READING TEXT:
################

When Is a Worship Service Not a Worship Service?

By John Sloper

Most of our churches refer to Sunday morning services as worship services. The styles differ from region to region, but the name remains the same. Some are formal, while others are more free.

But do we really know what it means to worship God?

Do we worship God by attending church regularly, teaching Sunday school, or serving on various committees? Perhaps, but let’s take a look at a few different words used in the Bible that are translated worship and see what they mean.

Old Testament

There are three different Hebrew words that are translated worship in the Old Testament, but one is dominant. The word shacha means to depress, to prostrate, to bow down.

In Genesis 24 is the account of Abraham’s servant going to find a wife for Isaac. Three times in the chapter the servant “bowed down and worshiped the Lord,” as he realized how God was at work in the process.

In Nehemiah 8:6, after Ezra opened the Word of God before the people, they all lifted their hands in praise to God; then “they bowed down and worshiped the Lord with their faces to the ground.”

In Job 1:20, after receiving news that his family and wealth had been decimated, Job “got up and tore his robe and shaved his head. Then he fell to the ground in worship.”

The implication is that a physical aspect of worship signifies a condition of the heart. If in worship one literally bows down before God, he must first bow his will to him. All three examples from the Old Testament show there is more involved in worship than passive observation of a service in a church.

New Testament

In the New Testament, a half-dozen or so words are translated worship, but here again, one word dominates: the word proskuneo means to prostrate, to kneel in homage or respect. Again, a physical action is involved in the act of worship.

Revelation 11:16 says, “And the twenty-four elders, who were seated on their thrones before God, fell on their faces and worshiped God.”

Revelation 7:11 says, “All the angels were standing around the throne and around the elders and the four living creatures. They fell down on their faces before the throne and worshiped God.”

These two passages depict worship in Heaven and the physical act of prostration that accompanied it. If the references in Revelation are more than symbolic (and I believe they are), they give more credence to the physicality of worship.

Satan’s third temptation of Jesus in the desert centers on this issue. “All this I will give you . . . if you will bow down and worship me” (Matthew 4:9). Satan seems to realize worship requires something more than passive observation or intellectual assent to a group of facts.

Our Responsibility and God’s Response

The church seems to have lost what it means to worship the God of the universe. We sit in our pews, nicely dressed and well fed, often looking at the clock, hoping the preacher won’t go past noon so we can go home and watch our football or basketball games. We have lost what it means to be in the presence of the Almighty.

################

TASK SET:
**1)** For the article on worship, state whether each statement agrees with it, answering yes or no and quoting the words that decide it: (a) The Hebrew word shacha means to depress, to prostrate, to bow down. (b) In Genesis 24, Abraham's servant bowed down and worshiped the Lord twice. (c) Only one word in the New Testament is translated worship.
**2)** Return the passage of the article on worship from "The implication is" up to and including "in a church.", copied word for word.
**3)** Write the next part of the article on worship, continuing from its final sentence.
The records below come from a different source than the article on worship.

DATA SUPPLIED:
################

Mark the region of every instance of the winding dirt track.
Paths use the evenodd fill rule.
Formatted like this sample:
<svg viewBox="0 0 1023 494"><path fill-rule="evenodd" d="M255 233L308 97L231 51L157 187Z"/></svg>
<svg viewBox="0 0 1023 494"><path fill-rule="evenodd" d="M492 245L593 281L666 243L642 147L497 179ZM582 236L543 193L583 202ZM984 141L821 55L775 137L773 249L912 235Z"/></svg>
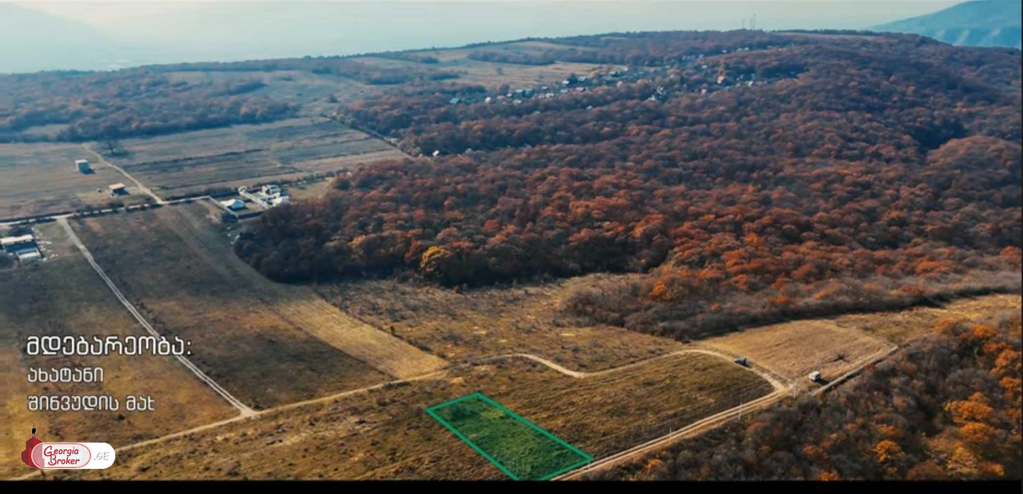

################

SET OF ANSWERS:
**1)**
(a) Yes: "The word shacha means to depress, to prostrate, to bow down."
(b) No: "Three times in the chapter the servant “bowed down and worshiped the Lord,”"
(c) No: "In the New Testament, a half-dozen or so words are translated worship"

**2)**
The implication is that a physical aspect of worship signifies a condition of the heart. If in worship one literally bows down before God, he must first bow his will to him. All three examples from the Old Testament show there is more involved in worship than passive observation of a service in a church.

**3)**
Psalm 100:1, 2 and 4 indicate we should be joyful in his presence, but verse 3 gives us the reason: we are his. “It is he who made us and we are his”! He is our ruler, our King, the only one who truly controls our destiny.

In today’s world, we chafe at anything that claims rights over us, and we dislike the idea of bowing down before anyone. But true worship must acknowledge our low estate before God. Any act of so-called worship backed by an attitude of self-reliance is not worship; instead, it falls under Isaiah’s condemnation of “filthy rags” (Isaiah 64:6). Peter said, “Humble yourselves, therefore, under God’s mighty hand, that he may lift you up in due time” (1 Peter 5:6). That sentiment is echoed in James 4:10.

Our responsibility is to come before God with an attitude of humility, a heart bowed before him. It might be necessary for some to fall prostrate in order to teach themselves the heart attitude. But, as we humble ourselves, God’s response is to lift us up and give us the joy mentioned in Psalm 100 (“shout for joy to the Lord”) and other places.

It’s Not About Us

The direction of worship is also important. Our songs and prayers often center on what God has done for us. This is not a problem, if our focus does not remain there. It is good that we declare what God has done, but true worship declares the glory of God, not stopping at the personal results of salvation.

Looking again to Psalm 100, we are told to “shout for joy to the Lord” (v. 1) and to “come before him with joyful songs” (v. 2). Then we are to “know that the Lord is God” (v. 3). Why? “It is he who made us, and we are his” (v. 3). We recognize that he is the Creator. This is what I call declarative worship—declaring God’s greatness. The focus needs to be upwards, on the One who deserves our praise.

I am not advocating a particular form of worship (liturgical, contemporary, traditional, or whatever). The form of worship is not important, but the heart of the individual is. If the individual is not approaching God with a broken, humble spirit, fully recognizing the greatness and majesty of God, the form is irrelevant and that person cannot worship.

So, when is a worship service not a WORSHIP service? When those who are attending have not prepared themselves to come before a holy and righteous God with humble and contrite hearts, seeking to praise him for his love, faithfulness, and mercy. When we come before him, humbly declaring his majesty and submitting ourselves completely to his will, then we can truly say that our worship service is a WORSHIP service.

John Sloper serves as computer support for Hospitality Solutions International in Scottsdale, Arizona. He is a former minister and Bible teacher. John and his wife of 25 years have three children.